[Selected text]:
* * * * * * *
If we design a Minimax Forecaster on the extensive form game associated with the bound, we get an algorithm which optimizes the bound. Consider the case where all outcomes are observed except for round $s$. Repeating the backward induction steps from the original minimax forecaster paper yields the expressions, \[
\begin{aligned}
p_t^* &= \frac{1}{2} \biggl( 1 - R^* (\mathcal{F}, y_{1:t-1}0 | z_s = 0) + R^* (\mathcal{F}, y_{1:t-1}1 | z_s = 0) \biggr). & (t > s)
\end{aligned}
\] and \[
\begin{aligned}
&R^* (\mathcal{F}, y_{1:t} | z_s = 0) \\
&= \frac{T - t}{2} + \mathbb{E}_{\sigma_{t+1:T}}\left[ \sup_{y_s \in \mathcal{Y}} |p_s - y_s| - \inf_{f \in \mathcal{F}} L (f_{1:T}, y_{1:t} \sigma_{t+1:T}) \right] & (t > s) \\
&= R^* (\mathcal{F}, y_{1:t}) \\
&\quad + \mathbb{E}_{\sigma_{t+1:T}}\left[ \left| p_s - \frac{1}{2} \left(1 + \inf_{f \in \mathcal{F}} \left( L (f_{1:T}, y_{1:s-1} 0 \sigma_{s+1:T}) \right) - \inf_{f \in \mathcal{F}} \left( L (f_{1:T}, y_{1:s-1} 1 \sigma_{s+1:T}) \right) \right) \right| \right].
* * * * * * *
[Records of labeled points]
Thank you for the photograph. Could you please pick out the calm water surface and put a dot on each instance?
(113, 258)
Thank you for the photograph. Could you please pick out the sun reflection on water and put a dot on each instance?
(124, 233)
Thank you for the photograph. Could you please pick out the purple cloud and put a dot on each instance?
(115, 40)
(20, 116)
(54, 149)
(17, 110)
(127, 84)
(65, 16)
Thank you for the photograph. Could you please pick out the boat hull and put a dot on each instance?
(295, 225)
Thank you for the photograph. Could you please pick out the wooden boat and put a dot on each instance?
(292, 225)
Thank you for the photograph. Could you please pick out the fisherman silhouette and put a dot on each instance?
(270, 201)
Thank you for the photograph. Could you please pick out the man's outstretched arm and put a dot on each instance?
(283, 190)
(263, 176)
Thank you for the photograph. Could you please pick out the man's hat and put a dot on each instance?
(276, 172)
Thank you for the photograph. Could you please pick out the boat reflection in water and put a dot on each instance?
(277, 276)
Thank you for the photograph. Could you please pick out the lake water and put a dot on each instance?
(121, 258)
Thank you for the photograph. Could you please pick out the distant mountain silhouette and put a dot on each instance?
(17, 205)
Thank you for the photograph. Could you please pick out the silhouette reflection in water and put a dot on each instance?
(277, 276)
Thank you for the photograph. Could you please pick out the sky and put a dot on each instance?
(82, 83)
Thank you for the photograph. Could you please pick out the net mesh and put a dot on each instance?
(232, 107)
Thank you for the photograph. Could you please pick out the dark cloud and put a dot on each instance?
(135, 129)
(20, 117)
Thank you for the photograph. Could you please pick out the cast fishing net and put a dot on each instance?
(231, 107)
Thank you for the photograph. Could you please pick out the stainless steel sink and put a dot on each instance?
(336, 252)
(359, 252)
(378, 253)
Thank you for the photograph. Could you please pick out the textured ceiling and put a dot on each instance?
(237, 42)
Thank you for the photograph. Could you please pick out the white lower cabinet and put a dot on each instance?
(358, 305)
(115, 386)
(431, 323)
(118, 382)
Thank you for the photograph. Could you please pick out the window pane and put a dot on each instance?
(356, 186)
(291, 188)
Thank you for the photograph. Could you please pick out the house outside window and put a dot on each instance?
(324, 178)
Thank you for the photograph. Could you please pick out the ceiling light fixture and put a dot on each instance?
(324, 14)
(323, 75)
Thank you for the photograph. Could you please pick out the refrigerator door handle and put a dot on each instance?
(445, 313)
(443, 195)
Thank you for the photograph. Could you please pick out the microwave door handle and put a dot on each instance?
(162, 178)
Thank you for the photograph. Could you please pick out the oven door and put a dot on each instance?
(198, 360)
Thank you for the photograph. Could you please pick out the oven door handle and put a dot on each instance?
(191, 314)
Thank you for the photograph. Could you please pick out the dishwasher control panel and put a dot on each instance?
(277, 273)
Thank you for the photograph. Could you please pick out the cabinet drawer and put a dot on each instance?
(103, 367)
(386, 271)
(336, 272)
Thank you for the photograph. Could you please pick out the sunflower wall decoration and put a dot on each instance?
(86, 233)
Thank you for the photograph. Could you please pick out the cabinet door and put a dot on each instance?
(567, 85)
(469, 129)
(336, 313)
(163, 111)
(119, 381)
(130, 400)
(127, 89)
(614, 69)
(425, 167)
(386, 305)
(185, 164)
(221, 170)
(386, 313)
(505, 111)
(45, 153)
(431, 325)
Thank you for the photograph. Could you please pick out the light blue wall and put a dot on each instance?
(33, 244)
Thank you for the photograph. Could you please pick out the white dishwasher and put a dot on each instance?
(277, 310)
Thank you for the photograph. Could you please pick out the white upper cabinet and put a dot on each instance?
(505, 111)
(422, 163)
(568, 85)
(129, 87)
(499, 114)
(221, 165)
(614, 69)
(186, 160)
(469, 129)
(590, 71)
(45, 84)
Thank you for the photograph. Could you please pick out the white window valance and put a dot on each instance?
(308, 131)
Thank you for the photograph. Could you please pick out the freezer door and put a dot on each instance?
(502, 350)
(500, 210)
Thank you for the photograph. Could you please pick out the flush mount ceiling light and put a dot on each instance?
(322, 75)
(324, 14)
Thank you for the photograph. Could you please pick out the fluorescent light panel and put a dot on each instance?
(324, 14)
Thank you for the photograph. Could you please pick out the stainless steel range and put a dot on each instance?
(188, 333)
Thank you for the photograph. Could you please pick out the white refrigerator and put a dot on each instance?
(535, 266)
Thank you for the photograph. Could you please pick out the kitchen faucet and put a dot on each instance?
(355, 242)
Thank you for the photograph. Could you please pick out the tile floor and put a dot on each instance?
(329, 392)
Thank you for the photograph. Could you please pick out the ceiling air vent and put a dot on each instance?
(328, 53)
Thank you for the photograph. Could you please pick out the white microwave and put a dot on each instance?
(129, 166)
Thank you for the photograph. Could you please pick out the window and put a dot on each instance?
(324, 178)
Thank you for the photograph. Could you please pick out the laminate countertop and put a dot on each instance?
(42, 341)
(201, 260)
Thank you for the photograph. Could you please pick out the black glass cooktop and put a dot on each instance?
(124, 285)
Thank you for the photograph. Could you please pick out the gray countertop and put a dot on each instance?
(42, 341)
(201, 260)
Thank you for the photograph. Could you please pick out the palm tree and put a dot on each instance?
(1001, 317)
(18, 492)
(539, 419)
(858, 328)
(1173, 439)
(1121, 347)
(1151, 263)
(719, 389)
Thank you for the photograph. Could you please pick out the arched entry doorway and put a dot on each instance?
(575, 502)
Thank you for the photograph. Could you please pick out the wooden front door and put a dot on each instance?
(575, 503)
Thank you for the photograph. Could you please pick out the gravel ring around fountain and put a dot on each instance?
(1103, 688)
* * * * * * *
[Aim of the exercise]: Continue the passage on the minimax forecaster, starting right after its last line. You can set the listing aside, since none of it is needed here.

[Written answer]:
\end{aligned}
\] Thus the residual game value having played $p_s$ and not observed outcome $s$ is equal to the fully observed residual game value plus a penalty related to expected absolute loss averaged over all Rademacher distributed playouts. This implies the optimal choice of $p_s$ is a median \[
\begin{aligned}
p_s^* &= \mathop{\operatorname{median}} \left( \frac{1}{2} \left( 1 + \inf_{f \in \mathcal{F}} \left( L (f_{1:T}, y_{1:s-1} 0 \sigma_{s+1:T}) \right) - \inf_{f \in \mathcal{F}} \left( L (f_{1:T}, y_{1:s-1} 1 \sigma_{s+1:T}) \right) \right) \right).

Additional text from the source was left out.